====== GIVEN RECORDS
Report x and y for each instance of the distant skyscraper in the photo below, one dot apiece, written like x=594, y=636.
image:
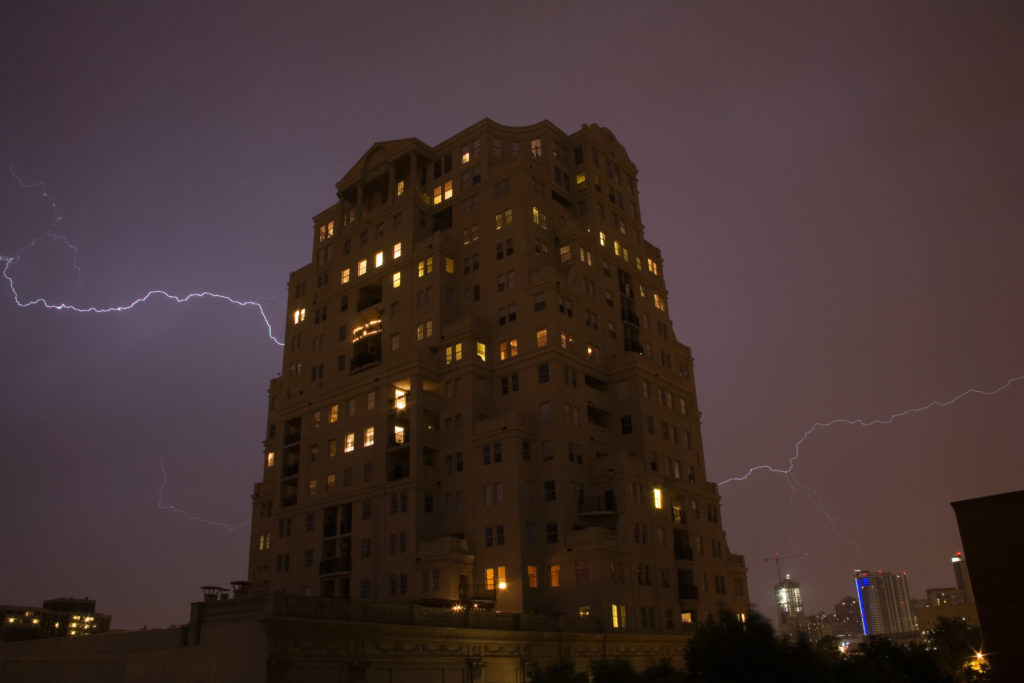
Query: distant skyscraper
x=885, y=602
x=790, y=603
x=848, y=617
============
====== GIVEN RECORDS
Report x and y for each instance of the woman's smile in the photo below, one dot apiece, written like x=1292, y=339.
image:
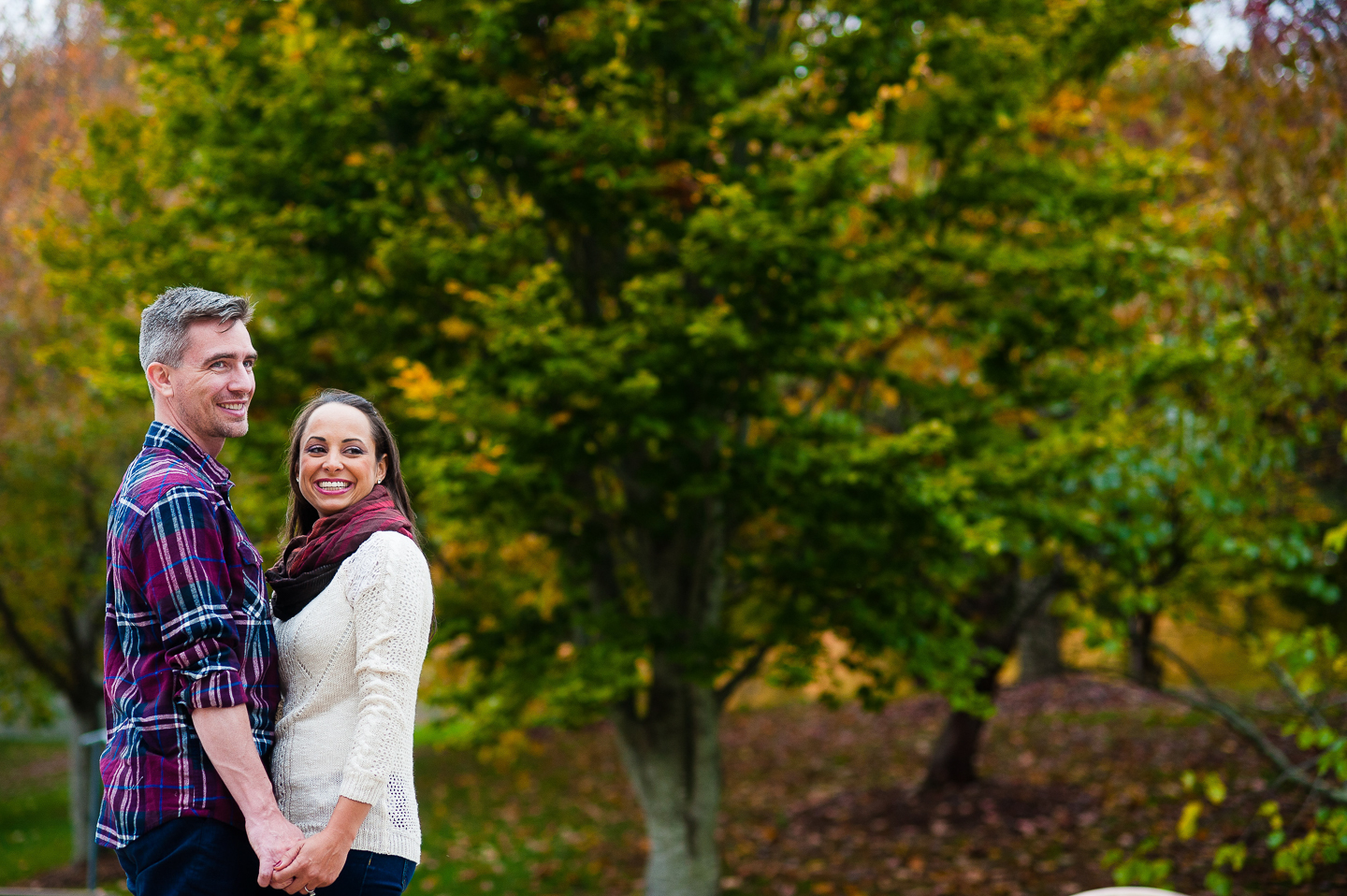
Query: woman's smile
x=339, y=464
============
WHAT TO DO -
Could you extract the lines starting at the one containing "Report x and y for each instance of the woman's" and ending with the one containing "x=339, y=464", copying them exactly and leaving the pictures out?

ANSWER FOR THIS EXERCISE -
Report x and y for each instance of the woman's smile in the photo below, one dot apiece, written like x=1292, y=339.
image:
Query: woman's smile
x=339, y=464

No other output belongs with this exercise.